- **DESCRIPTION OF THE TASK**: Retype the records below exactly as they appear.
start GIVEN ENTRIES
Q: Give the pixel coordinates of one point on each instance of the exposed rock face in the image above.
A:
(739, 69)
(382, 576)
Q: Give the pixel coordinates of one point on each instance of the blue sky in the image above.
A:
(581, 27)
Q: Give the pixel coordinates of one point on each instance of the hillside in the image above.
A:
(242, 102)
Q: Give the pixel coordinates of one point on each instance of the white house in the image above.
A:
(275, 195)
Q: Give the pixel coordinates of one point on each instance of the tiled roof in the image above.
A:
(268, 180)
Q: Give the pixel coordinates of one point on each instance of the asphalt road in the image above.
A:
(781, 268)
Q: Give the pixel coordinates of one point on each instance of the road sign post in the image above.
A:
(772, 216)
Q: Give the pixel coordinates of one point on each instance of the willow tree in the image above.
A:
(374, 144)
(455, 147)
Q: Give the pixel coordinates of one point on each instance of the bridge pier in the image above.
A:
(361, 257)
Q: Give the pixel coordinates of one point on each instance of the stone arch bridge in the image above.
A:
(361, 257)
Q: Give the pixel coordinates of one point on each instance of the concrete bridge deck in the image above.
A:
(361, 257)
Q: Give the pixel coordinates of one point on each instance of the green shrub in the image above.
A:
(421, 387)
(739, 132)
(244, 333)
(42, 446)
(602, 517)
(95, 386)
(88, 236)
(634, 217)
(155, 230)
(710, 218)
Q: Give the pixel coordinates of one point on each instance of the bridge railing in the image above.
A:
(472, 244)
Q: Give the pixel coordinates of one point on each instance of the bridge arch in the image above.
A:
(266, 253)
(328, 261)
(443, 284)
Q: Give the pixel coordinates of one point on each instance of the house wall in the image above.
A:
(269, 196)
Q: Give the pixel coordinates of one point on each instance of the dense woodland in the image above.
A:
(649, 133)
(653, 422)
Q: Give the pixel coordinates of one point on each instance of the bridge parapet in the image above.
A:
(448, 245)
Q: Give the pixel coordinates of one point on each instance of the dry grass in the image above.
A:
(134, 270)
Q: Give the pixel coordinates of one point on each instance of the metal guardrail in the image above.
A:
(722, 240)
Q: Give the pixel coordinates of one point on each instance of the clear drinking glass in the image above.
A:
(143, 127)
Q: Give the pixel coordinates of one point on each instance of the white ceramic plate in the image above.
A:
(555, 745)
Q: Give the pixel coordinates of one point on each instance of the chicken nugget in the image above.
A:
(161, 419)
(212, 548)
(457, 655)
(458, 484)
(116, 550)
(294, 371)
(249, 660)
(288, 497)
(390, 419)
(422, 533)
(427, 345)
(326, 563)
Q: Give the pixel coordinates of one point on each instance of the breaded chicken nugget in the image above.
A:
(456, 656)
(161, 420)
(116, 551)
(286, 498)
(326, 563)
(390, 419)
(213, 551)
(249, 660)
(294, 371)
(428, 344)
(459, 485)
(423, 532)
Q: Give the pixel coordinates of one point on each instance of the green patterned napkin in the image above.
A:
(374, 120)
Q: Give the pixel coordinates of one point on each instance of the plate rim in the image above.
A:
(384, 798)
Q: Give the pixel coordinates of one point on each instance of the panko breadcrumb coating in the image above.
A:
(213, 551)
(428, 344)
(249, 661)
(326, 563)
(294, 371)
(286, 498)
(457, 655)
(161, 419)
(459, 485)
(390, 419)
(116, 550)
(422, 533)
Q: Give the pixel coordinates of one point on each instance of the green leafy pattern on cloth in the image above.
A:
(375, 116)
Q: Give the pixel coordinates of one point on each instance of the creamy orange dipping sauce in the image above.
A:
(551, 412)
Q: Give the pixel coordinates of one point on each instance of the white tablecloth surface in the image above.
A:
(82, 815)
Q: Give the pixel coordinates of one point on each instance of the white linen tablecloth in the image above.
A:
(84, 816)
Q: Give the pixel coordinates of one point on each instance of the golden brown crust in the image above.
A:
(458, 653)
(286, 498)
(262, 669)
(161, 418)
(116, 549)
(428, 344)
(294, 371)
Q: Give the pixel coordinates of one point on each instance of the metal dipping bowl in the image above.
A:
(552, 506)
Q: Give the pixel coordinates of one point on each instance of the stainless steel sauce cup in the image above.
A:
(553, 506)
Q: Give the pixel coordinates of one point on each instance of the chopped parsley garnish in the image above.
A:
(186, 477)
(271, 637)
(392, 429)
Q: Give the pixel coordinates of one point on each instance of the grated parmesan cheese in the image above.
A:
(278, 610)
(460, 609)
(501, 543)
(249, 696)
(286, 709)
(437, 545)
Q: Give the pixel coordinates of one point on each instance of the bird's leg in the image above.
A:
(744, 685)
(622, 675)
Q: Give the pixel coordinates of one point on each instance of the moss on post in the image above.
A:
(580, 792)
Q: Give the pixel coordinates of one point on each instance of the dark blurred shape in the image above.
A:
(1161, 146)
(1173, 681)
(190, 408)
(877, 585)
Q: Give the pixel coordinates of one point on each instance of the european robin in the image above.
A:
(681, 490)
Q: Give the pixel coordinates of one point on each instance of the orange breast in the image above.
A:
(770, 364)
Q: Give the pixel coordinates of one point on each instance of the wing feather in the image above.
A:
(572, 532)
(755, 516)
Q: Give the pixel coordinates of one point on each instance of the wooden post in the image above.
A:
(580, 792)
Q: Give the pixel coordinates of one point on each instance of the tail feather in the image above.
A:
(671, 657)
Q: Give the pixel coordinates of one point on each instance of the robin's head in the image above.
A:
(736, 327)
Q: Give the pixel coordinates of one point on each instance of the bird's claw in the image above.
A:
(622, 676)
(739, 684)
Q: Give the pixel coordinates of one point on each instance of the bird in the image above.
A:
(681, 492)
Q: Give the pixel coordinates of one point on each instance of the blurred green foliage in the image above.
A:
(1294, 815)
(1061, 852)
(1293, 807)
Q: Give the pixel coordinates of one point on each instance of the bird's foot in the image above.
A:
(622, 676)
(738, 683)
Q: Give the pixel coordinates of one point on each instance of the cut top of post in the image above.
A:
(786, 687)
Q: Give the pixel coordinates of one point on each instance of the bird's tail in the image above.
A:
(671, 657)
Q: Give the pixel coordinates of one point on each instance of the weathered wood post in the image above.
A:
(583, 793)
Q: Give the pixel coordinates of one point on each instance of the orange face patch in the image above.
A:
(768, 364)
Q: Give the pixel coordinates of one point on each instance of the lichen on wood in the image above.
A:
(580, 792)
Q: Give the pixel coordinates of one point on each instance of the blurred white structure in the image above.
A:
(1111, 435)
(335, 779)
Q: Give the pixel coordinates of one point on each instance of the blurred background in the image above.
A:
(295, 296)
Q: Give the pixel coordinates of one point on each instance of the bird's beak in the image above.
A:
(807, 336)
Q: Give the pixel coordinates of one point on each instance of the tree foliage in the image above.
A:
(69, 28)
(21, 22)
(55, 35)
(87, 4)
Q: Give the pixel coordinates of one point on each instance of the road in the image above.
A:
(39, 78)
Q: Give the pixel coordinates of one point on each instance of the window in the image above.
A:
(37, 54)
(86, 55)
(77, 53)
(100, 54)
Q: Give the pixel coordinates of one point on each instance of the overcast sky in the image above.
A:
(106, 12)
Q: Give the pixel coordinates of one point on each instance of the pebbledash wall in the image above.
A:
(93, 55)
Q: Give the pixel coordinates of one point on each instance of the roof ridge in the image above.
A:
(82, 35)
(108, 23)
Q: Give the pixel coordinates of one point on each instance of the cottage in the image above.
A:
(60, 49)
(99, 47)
end GIVEN ENTRIES
- **COMPLETED TASK**:
Q: Give the pixel coordinates of one point on each instance of the exposed rock face in the image above.
A:
(739, 69)
(382, 576)
Q: Give the pixel coordinates of one point on each instance of the blue sky in the image above.
A:
(581, 27)
Q: Give the pixel coordinates of one point on each instance of the hillside in the image above.
A:
(242, 102)
Q: Give the pixel coordinates of one point on each instance of the white house in the image above.
A:
(275, 195)
Q: Give the pixel coordinates of one point on each instance of the tiled roof in the image above.
A:
(268, 180)
Q: Give the pixel coordinates of one point on each instance of the asphalt road in the image above.
A:
(781, 268)
Q: Give the pixel coordinates of one point on each instance of the road sign post in the image above.
A:
(772, 216)
Q: Give the pixel coordinates of one point on each instance of the willow tree in the image above.
A:
(374, 144)
(455, 147)
Q: Give the pixel coordinates of one point on each instance of the bridge pier in the image above.
A:
(361, 257)
Q: Give the pixel coordinates of one point on each instance of the stone arch bridge in the image above.
A:
(361, 257)
Q: Give the pixel coordinates of one point on each instance of the concrete bridge deck in the image above.
A:
(361, 257)
Q: Give the pixel coordinates of one point on each instance of the green shrub in the image above.
A:
(421, 387)
(739, 132)
(244, 333)
(42, 446)
(602, 517)
(95, 386)
(88, 236)
(634, 217)
(155, 230)
(710, 218)
Q: Give the pixel coordinates of one point on each instance of the bridge railing in the image above.
A:
(472, 244)
Q: Give the pixel coordinates of one point on each instance of the bridge arch in the image above.
A:
(266, 253)
(328, 261)
(443, 284)
Q: Give the pixel coordinates of one point on each instance of the house wall in the image above.
A:
(269, 196)
Q: Give the pixel coordinates of one point on each instance of the dense woodland in the image above.
A:
(649, 133)
(653, 422)
Q: Give the pixel coordinates of one point on each instance of the bridge parapet in the image above.
A:
(448, 245)
Q: Give the pixel coordinates of one point on each instance of the dry grass in the image above.
A:
(134, 270)
Q: Give the pixel coordinates of one point on each instance of the metal guardrail in the image above.
A:
(722, 240)
Q: Give the pixel coordinates of one point on each instance of the clear drinking glass in the image above.
A:
(143, 127)
Q: Give the pixel coordinates of one point on each instance of the white ceramic plate in the image above.
A:
(555, 745)
Q: Give the pixel coordinates of one point on each instance of the chicken nugget in the image above.
A:
(161, 419)
(212, 548)
(457, 655)
(458, 484)
(116, 550)
(294, 371)
(249, 660)
(288, 497)
(390, 419)
(422, 533)
(427, 345)
(326, 563)
Q: Give the pixel coordinates of one point on each instance of the breaded chicken nugget in the image above.
A:
(456, 656)
(161, 420)
(116, 551)
(286, 498)
(326, 563)
(390, 419)
(213, 551)
(249, 660)
(294, 371)
(428, 344)
(459, 485)
(423, 532)
Q: Give the pixel coordinates of one point on each instance of the green patterned napkin in the image above.
A:
(374, 120)
Q: Give the pixel coordinates of one point on each instance of the plate rim in the image above.
A:
(384, 798)
Q: Give the pixel coordinates of one point on each instance of the panko breadcrumb coating in the image above.
A:
(213, 551)
(428, 344)
(249, 661)
(326, 563)
(294, 371)
(286, 498)
(457, 655)
(161, 419)
(459, 485)
(390, 419)
(116, 550)
(422, 533)
Q: Give the pixel coordinates of one point on each instance of the green leafy pattern on cloth in the image above.
A:
(375, 116)
Q: Give the pixel coordinates of one point on each instance of the creamy orange dipping sauce in the image above.
A:
(551, 412)
Q: Give the pixel coordinates of one point on each instance of the white tablecloth surface in the image above.
A:
(82, 815)
Q: Give the pixel coordinates of one point on each instance of the white linen tablecloth in the image above.
A:
(84, 816)
Q: Give the pixel coordinates of one point on each instance of the golden brown crust in the image above.
A:
(458, 653)
(286, 498)
(262, 669)
(161, 418)
(116, 549)
(428, 344)
(294, 371)
Q: Give the pixel coordinates of one point on each instance of the metal dipping bowl in the image above.
A:
(552, 506)
Q: Give the pixel coordinates of one point on each instance of the stainless steel sauce cup in the image above.
A:
(553, 506)
Q: Give the pixel coordinates of one point on each instance of the chopped parsley garnish in the image above.
A:
(186, 477)
(271, 637)
(392, 429)
Q: Give the pixel coordinates of one point on each instance of the grated parmesan cheese in the image above.
A:
(278, 610)
(460, 609)
(501, 543)
(249, 696)
(286, 709)
(437, 545)
Q: Give the pixel coordinates of one point on each instance of the bird's leg in the image above.
A:
(744, 685)
(622, 675)
Q: Give the pixel coordinates of one point on each instance of the moss on post in the image above.
A:
(580, 792)
Q: Give the pixel coordinates of one point on each instance of the dark blurred shape in the image above.
A:
(1161, 146)
(1173, 681)
(190, 408)
(877, 585)
Q: Give the pixel coordinates of one point on each instance of the european robin in the image above.
A:
(681, 490)
Q: Give the pixel coordinates of one point on each instance of the orange breast in the image above.
A:
(770, 364)
Q: Give the pixel coordinates of one point on each instance of the wing feather in the image above.
A:
(572, 532)
(755, 516)
Q: Give the pixel coordinates of one point on each instance of the wooden post in the image above.
A:
(580, 792)
Q: Give the pixel coordinates of one point on each instance of the tail feather in the image above.
A:
(671, 657)
Q: Give the pixel coordinates of one point on each instance of the robin's head in the image above.
A:
(736, 327)
Q: Give the pixel coordinates of one point on each instance of the bird's claw in the image above.
A:
(622, 676)
(739, 684)
Q: Give the pixel coordinates of one point on each instance of the bird in the image above.
A:
(681, 492)
Q: Give the pixel coordinates of one point on each instance of the blurred green foliage in the image above.
A:
(1294, 815)
(1061, 852)
(1293, 807)
Q: Give the pixel coordinates of one point on each instance of the bird's foot in the image above.
A:
(622, 676)
(738, 683)
Q: Give the pixel coordinates of one point on each instance of the cut top of post in the image above.
A:
(786, 687)
Q: Give the pixel coordinates of one point on each instance of the bird's tail in the image above.
A:
(671, 657)
Q: Give the pixel coordinates of one point on each instance of the weathered wood post in the image above.
A:
(583, 793)
Q: Give the pixel coordinates of one point on each instance of the orange face patch in the image above.
A:
(768, 364)
Q: Give the pixel coordinates of one point on each instance of the lichen on wood in the image above.
A:
(580, 792)
Q: Give the pixel coordinates of one point on each instance of the blurred white structure in the image above.
A:
(1111, 435)
(335, 779)
Q: Give the pixel coordinates of one point on each instance of the blurred background in the image above.
A:
(295, 296)
Q: Give the pixel coordinates of one point on each instance of the bird's beak in the image above.
A:
(807, 336)
Q: Give the pixel coordinates of one point on each instance of the tree foliage in the image above.
A:
(69, 28)
(21, 22)
(55, 35)
(87, 4)
Q: Give the pixel coordinates of one point on each instance of the road in the image above.
A:
(39, 78)
Q: Give the pixel coordinates of one point on each instance of the window in the image above.
A:
(37, 54)
(86, 55)
(77, 53)
(100, 54)
Q: Give the pixel coordinates of one point on each instance of the overcast sky in the image above.
A:
(106, 12)
Q: Give the pixel coordinates of one point on each instance of the pebbledash wall in the image above.
A:
(93, 55)
Q: Give the pixel coordinates of one point on each instance of the roof ridge in the image above.
A:
(82, 35)
(108, 23)
Q: Give the pixel coordinates of one point on each instance of the cottage in the image above.
A:
(60, 49)
(99, 47)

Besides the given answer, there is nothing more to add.